Page
Verbum quod ante sæcula.

L’octave de l’Épiphanie s’est clôturée hier. Mais à partir de ce jour et jusqu’avant la Septuagésime, c’est le temps “après l’Épiphanie”, qui continue dans l’inertie de l’Épiphanie. Pour ce temps, voici l’hymne des complies, Verbum quod ante sæcula, que j’ai traduite vers le français. La doxologie – commune à plusieurs hymnes – a déjà été traduite par Georges Pfalzgraf.

Ô Verbe né avant le temps
Du sein du Père tout-puissant,
D’un sein de vierge tu es né
Dans notre temps, Dieu incarné.

Enfant, tu assumais déjà
La tâche de notre rachat:
Tes larmes furent, ô Jésus,
Prélude de notre salut.

Tu as choisi d’être indigent,
Pour enrichir les pauvres gens,
Et par tes larmes tu lavas
L’erreur du monde d’ici bas.

En langes simples, sans aspect,
Tu n’imposas aucun respect;
Ô Dieu, ayant de vils habits,
L’orgueil humain, tu l’humilies.

Du Père tu es descendu
Sauver ce qui était perdu;
Ne laisse pas périr en pleurs
Ceux dont tu te fis le sauveur.

Honneur et gloire à toi, Seigneur,
Manifesté pour nous, pécheurs,
Ainsi qu’au Père et à l’Esprit:
Dieu pour les siècles infinis. Amen.

Quæ stella sole.

Pour les complies de l’Épiphanie, voici l’hymne Quæ stella sole, que j’ai traduite vers le français. La doxologie – commune à plusieurs hymnes – a déjà été traduite par Georges Pfalzgraf.

Quel astre brille grand et beau,
Nous annonçant un roi nouveau?
Aux mages il indique un lieu
Où tu es apparu, ô Dieu.

L’étoile de Jacob sortit
– Car Balaam l’avait prédit –
Et s’arrêta au bâtiment
Où tu vivais, étant enfant.

Consignes
(a) Transcrivez à l’identique le passage de la page sur les hymnes qui va de « Tu as choisi » jusqu’à « humain, tu l’humilies. ».
(b) Reformulez plus brièvement le paragraphe de la page sur les hymnes qui commence par « L’octave de l’Épiphanie s’est clôturée hier », en conservant ses faits principaux.

Données enregistrées
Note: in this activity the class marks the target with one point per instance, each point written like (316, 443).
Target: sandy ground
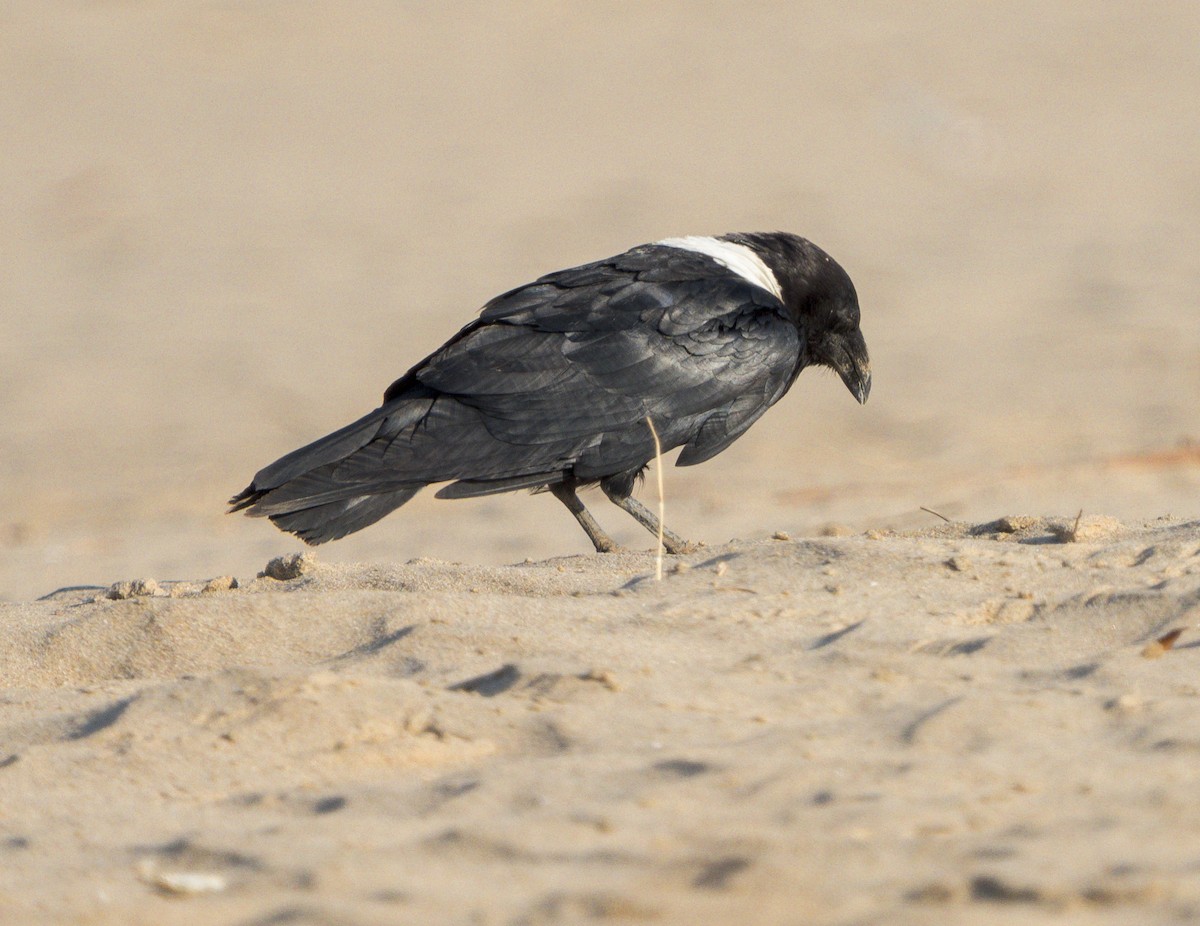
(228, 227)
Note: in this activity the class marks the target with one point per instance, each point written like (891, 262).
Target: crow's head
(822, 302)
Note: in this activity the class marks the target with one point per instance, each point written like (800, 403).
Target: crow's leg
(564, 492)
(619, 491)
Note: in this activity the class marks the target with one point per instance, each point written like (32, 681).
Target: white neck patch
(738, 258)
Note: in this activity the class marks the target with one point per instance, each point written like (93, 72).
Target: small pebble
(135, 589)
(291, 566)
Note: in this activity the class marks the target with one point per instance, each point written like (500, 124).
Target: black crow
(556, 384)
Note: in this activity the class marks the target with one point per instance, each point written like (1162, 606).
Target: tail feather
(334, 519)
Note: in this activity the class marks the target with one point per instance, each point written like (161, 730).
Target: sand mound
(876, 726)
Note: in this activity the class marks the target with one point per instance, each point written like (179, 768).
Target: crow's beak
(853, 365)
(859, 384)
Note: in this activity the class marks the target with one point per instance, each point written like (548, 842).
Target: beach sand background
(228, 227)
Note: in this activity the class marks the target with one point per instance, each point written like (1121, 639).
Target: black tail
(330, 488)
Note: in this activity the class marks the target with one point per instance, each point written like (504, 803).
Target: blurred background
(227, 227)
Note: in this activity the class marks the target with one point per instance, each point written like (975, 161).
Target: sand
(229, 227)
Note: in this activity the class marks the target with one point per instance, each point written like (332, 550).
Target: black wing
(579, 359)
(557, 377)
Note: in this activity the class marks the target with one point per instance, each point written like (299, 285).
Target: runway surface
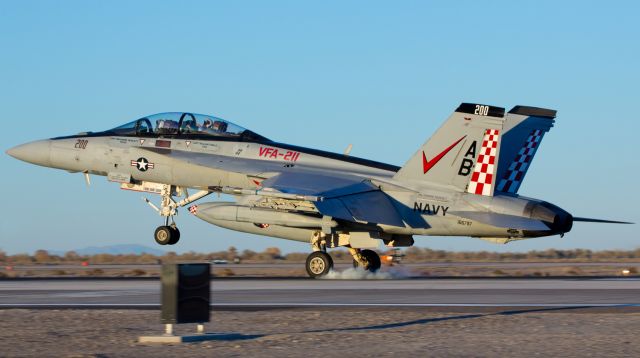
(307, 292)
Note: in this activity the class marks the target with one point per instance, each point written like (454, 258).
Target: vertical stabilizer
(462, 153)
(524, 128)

Corrigé des consignes
(a)
Tu as choisi d’être indigent,
Pour enrichir les pauvres gens,
Et par tes larmes tu lavas
L’erreur du monde d’ici bas.

En langes simples, sans aspect,
Tu n’imposas aucun respect;
Ô Dieu, ayant de vils habits,
L’orgueil humain, tu l’humilies.

(b) L’octave de l’Épiphanie s’est achevée la veille. Dès ce jour et jusqu’avant la Septuagésime s’ouvre le temps « après l’Épiphanie », qui en prolonge l’élan. Pour ce temps, la page propose une traduction française de l’hymne des complies Verbum quod ante sæcula. La doxologie, commune à plusieurs hymnes, avait déjà été traduite par Georges Pfalzgraf.